+++ Fonte

27 de abril de 2009

O cumprimento da liturgia


Sábado, conversava eu com um juiz federal, num papo entre amigos. E, como não poderia deixar de ser, surgiu no horizonte da conversa o assunto do bate-boca ocorrido entre os ministros Gilmar Mandes e Joaquim Barbosa, no Supremo Tribunal Federal (STF).
O juiz disse então que, nas cortes superiores, não se concebe que o voto de um desembargador ou ministro seja contestado por outro. Criticado. Quem dá o voto, o justifica e passa a palavra ao próximo. Este, por sua vez, dá seu voto e o justifica, seguindo-se os demais votos. Eles podem ser diferentes, conflitantes, mas ninguém interrrompe ninguém para questionar, contestar ou censurar o voto já emitido. Deve haver respeito pelas opiniões dadas e pelas interpretações legais que nascem do saber e do entender de cada um. Essa é a liturgia do Direito nas cortes superiores, sejam elas estaduais ou federais.
O que, então, está acontecendo na maior corte do Justiça do Brasil?
Ouso dizer que a presença da TV está transformando - ou seria transtornando - algumas pessoas. Magistrados estariam julgando preocupados com o holofotes, com a repercussão de seus votos. Interessados em conquistar prestígio pessoal. Isso geraria a maior parte das interrupções e das desavenças nas cortes de Justiça. Sobretudo no STF.

++++++
+++ Dados extraídos

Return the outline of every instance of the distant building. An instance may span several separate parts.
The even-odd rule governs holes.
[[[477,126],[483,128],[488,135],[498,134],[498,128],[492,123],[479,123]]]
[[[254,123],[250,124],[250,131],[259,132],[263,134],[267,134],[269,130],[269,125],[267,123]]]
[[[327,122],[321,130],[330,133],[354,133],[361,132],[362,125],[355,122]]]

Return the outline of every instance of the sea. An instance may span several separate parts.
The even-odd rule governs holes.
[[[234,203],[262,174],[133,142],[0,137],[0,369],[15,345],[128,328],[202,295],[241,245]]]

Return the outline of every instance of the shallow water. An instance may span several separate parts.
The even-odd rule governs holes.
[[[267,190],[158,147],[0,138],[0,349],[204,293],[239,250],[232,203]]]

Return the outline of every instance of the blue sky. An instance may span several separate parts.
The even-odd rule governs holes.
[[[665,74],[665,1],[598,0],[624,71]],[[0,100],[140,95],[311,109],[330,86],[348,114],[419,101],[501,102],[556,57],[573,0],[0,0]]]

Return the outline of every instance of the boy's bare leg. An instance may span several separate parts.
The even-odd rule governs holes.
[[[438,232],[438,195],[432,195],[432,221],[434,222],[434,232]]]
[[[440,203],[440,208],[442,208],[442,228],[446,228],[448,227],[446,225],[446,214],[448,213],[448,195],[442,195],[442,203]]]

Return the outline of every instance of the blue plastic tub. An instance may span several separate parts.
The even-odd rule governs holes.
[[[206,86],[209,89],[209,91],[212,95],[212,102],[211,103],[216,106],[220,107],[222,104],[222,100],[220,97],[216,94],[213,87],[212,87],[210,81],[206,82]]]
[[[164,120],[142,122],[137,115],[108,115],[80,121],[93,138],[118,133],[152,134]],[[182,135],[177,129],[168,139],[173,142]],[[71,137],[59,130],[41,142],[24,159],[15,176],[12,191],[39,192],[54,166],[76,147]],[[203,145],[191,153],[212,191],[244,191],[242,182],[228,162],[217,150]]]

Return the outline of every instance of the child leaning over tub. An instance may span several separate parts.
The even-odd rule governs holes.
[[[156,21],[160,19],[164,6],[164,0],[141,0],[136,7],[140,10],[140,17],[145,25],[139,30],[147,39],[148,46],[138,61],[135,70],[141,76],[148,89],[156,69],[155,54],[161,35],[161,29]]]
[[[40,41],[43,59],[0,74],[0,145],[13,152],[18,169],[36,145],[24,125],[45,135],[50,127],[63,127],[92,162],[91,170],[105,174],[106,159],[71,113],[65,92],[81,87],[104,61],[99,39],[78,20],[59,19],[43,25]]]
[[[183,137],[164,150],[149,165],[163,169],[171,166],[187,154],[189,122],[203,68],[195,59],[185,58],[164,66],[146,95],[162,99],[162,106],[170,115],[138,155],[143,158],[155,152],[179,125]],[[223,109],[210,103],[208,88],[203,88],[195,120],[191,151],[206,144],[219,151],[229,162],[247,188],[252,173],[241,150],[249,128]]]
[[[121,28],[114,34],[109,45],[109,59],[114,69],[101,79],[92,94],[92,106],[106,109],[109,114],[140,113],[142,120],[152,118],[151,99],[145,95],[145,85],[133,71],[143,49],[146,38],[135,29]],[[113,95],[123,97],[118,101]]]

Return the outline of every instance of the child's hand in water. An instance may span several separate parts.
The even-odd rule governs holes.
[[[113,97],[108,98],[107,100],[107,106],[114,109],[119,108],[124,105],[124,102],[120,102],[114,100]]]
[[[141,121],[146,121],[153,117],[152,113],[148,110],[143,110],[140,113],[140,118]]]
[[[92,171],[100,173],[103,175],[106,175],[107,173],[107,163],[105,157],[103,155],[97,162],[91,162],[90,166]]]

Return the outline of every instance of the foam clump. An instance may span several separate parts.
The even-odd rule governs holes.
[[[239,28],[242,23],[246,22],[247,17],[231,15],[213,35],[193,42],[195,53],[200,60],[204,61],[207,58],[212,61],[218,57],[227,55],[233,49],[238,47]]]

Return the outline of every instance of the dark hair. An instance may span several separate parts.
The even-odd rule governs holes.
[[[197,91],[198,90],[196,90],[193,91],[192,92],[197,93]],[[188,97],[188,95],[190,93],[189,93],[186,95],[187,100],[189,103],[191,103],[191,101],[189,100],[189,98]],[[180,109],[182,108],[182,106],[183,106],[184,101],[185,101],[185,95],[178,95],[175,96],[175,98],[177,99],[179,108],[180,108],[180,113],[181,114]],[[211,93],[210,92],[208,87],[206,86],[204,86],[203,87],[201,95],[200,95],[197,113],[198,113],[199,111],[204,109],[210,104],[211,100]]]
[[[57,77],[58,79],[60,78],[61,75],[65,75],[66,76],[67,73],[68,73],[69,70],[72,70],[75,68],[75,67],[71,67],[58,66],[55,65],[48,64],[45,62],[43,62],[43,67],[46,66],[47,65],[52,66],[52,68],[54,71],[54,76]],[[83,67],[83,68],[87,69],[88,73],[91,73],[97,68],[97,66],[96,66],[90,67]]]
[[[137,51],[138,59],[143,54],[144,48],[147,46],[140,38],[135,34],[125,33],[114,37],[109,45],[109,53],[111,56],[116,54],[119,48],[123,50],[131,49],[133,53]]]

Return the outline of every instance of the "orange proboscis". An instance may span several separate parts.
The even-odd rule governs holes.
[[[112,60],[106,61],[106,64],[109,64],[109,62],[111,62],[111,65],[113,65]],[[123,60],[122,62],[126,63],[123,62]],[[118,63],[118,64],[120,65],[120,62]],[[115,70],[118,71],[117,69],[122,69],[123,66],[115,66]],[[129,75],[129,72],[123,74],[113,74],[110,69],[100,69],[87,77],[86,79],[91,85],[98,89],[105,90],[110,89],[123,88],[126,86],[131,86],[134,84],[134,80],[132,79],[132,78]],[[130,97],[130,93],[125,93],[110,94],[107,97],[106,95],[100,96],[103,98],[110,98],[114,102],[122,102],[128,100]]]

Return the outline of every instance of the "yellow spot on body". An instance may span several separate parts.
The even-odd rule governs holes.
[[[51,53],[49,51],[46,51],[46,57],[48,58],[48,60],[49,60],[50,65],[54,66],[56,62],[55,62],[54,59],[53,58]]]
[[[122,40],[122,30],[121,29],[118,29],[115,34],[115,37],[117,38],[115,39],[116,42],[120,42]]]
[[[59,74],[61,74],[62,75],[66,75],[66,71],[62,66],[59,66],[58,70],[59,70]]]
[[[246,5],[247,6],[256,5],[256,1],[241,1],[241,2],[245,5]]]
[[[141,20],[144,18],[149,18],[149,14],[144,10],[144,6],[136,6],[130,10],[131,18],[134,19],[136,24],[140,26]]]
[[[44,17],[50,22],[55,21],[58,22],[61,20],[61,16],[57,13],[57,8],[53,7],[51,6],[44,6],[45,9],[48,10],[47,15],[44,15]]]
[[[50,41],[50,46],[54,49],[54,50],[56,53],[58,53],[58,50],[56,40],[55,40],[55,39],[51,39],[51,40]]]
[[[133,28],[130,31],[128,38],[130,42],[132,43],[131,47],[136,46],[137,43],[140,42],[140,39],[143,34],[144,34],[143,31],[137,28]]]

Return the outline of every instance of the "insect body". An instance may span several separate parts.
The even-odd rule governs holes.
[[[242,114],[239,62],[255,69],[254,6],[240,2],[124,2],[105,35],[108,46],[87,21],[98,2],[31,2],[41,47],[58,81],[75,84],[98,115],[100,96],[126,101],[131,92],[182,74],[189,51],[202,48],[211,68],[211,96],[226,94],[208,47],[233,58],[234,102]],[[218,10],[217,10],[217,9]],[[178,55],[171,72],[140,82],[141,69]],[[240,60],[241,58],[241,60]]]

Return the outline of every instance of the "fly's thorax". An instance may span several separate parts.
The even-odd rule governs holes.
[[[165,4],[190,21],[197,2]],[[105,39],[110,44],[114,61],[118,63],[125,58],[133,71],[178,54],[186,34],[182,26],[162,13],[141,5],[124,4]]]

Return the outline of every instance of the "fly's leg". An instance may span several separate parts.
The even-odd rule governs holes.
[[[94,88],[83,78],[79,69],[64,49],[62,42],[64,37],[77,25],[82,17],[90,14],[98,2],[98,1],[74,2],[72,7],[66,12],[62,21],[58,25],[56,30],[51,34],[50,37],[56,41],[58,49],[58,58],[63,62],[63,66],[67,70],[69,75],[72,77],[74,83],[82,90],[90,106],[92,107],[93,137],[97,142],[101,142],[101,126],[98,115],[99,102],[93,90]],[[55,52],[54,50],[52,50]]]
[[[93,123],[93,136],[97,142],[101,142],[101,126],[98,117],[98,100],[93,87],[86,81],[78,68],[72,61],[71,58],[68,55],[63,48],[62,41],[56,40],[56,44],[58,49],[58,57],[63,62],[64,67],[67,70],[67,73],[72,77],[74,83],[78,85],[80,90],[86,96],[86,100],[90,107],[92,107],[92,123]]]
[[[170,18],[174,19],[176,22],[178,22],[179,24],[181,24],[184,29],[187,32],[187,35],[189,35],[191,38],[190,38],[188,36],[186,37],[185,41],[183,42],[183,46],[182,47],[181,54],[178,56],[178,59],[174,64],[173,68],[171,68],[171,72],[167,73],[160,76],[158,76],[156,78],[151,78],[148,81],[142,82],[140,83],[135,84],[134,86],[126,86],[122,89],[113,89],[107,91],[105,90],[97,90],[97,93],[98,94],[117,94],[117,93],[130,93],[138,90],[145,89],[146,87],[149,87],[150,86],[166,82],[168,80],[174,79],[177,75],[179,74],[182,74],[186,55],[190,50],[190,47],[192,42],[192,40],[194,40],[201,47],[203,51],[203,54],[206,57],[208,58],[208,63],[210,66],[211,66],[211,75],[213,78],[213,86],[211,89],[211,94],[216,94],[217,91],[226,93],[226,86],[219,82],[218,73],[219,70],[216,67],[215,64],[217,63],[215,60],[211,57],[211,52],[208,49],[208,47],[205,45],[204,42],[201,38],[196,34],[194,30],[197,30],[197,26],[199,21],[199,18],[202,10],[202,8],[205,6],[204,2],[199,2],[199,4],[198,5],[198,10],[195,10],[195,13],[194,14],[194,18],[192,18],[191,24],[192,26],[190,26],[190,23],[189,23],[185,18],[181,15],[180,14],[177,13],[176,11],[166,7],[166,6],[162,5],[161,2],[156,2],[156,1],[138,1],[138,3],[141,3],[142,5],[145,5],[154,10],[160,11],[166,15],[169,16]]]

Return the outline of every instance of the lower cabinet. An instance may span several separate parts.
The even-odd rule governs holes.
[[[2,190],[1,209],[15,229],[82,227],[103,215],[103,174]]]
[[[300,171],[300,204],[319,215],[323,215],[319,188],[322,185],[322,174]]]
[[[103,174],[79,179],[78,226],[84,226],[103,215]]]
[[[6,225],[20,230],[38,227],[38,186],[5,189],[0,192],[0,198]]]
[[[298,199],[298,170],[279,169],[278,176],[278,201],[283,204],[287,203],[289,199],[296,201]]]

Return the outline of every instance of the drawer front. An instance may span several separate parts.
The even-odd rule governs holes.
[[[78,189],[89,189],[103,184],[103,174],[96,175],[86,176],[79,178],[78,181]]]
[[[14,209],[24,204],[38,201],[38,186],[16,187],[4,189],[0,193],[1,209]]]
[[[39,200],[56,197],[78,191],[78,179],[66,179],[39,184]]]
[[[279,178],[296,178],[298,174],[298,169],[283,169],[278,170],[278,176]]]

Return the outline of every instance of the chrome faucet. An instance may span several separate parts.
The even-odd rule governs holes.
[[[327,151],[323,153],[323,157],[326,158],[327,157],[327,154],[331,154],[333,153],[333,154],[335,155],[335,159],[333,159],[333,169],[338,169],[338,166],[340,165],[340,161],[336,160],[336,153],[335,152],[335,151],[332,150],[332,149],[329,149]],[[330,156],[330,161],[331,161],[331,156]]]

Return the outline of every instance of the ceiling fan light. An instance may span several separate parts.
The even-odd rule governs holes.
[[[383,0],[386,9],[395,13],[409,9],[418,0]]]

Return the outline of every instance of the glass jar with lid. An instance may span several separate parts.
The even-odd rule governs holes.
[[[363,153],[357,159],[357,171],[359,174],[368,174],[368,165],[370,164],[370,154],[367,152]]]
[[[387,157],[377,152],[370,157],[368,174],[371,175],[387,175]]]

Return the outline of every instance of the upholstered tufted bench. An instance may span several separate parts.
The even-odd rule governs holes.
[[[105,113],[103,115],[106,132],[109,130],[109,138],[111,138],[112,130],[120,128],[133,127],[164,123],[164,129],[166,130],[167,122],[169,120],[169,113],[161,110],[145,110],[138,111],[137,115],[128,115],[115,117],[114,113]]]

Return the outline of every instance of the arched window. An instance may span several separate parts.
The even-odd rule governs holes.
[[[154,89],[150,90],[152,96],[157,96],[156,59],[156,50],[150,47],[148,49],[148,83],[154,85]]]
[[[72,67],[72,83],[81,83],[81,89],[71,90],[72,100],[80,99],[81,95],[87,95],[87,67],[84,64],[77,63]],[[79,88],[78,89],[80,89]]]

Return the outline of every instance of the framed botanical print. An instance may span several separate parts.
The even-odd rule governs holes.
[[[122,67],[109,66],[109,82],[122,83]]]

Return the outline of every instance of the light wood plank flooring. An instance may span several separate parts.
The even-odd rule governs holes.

++++++

Indique se cada afirmação concorda com o texto sobre a liturgia nas cortes superiores, respondendo sim ou não e citando literalmente as palavras que decidem a questão.
1. A conversa com o juiz federal ocorreu num sábado.
2. Segundo o juiz, nas cortes superiores é aceitável que um ministro conteste o voto de outro.
3. O autor sugere que a presença da TV está transformando algumas pessoas.
Baseie-se somente no texto para responder.

# Resposta
1. Sim: "Sábado, conversava eu com um juiz federal"
2. Não: "não se concebe que o voto de um desembargador ou ministro seja contestado por outro"
3. Sim: "Ouso dizer que a presença da TV está transformando - ou seria transtornando - algumas pessoas"